Start of DATA LINES

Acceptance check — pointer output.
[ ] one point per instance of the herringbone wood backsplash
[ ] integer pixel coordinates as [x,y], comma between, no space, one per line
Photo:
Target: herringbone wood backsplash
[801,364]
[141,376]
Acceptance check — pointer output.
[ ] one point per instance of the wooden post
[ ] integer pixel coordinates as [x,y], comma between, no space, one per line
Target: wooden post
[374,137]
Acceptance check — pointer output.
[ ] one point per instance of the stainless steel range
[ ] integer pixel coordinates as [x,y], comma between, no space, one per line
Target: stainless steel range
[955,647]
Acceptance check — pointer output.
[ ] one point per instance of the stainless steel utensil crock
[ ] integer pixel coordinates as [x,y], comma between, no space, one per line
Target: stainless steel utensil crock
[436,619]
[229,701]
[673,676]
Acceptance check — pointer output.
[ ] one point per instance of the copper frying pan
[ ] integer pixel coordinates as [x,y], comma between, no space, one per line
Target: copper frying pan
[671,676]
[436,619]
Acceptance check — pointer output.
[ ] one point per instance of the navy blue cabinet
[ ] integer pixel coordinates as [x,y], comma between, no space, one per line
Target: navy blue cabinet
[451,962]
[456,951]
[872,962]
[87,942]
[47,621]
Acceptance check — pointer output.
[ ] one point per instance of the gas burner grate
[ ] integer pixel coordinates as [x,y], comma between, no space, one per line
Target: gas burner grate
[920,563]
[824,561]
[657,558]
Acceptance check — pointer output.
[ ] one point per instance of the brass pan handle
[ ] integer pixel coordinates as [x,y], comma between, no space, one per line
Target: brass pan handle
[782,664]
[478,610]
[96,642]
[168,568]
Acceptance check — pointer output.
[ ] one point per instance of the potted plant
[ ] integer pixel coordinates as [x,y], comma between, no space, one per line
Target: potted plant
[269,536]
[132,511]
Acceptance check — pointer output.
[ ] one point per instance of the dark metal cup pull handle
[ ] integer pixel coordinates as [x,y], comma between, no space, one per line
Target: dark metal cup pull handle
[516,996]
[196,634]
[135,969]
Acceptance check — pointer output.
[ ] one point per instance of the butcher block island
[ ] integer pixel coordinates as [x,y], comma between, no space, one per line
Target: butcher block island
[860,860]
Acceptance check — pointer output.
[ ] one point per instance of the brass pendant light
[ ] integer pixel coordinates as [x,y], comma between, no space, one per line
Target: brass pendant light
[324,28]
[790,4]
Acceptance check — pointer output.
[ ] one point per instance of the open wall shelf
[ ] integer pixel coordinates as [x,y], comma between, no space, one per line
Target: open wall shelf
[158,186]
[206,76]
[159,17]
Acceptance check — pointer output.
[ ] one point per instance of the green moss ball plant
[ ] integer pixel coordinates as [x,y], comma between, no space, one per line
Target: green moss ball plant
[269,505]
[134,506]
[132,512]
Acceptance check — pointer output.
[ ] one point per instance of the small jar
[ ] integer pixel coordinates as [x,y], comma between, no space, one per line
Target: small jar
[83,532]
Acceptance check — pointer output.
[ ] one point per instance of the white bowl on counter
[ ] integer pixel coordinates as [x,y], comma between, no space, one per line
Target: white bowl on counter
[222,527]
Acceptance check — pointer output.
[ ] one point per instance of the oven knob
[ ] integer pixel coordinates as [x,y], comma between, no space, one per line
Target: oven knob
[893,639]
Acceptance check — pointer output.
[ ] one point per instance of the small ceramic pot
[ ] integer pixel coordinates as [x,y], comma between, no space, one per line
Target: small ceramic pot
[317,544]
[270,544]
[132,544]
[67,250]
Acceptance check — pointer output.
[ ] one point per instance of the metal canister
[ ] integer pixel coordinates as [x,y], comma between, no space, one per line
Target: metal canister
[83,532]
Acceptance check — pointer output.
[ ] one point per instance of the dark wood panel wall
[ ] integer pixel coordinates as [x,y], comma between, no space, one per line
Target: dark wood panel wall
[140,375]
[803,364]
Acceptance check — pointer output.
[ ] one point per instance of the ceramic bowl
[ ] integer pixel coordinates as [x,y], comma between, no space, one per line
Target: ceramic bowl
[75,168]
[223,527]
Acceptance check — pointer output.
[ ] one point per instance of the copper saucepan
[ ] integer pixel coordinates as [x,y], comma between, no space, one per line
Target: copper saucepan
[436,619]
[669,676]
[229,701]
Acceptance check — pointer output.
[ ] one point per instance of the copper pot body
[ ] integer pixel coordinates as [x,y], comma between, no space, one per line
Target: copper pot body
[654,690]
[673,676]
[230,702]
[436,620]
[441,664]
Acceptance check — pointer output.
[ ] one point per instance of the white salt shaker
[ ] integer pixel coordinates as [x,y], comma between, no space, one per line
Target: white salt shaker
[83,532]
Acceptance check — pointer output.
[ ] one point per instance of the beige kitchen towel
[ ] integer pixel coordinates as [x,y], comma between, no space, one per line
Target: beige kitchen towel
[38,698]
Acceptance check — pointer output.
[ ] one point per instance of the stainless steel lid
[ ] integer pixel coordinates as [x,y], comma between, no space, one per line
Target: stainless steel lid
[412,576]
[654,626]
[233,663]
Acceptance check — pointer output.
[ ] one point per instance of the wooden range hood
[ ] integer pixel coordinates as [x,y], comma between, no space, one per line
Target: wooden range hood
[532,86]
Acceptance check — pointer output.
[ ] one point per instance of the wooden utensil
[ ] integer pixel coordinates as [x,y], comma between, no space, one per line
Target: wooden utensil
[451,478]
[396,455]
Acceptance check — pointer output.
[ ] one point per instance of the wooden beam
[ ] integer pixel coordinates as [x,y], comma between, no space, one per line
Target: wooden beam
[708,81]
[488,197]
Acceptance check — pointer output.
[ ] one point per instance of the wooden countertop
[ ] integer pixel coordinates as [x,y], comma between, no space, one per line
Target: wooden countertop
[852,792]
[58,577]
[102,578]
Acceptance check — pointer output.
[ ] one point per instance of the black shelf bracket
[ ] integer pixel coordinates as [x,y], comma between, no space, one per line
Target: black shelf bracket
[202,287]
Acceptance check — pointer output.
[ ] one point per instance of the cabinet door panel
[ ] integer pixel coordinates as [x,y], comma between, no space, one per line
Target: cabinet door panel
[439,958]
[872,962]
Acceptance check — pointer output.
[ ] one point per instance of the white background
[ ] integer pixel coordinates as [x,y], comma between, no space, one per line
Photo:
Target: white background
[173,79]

End of DATA LINES

YOUR INSTRUCTIONS: How many lines of the items above contain the word "stainless"? Reply with the number only.

FINISHED EXERCISE: 6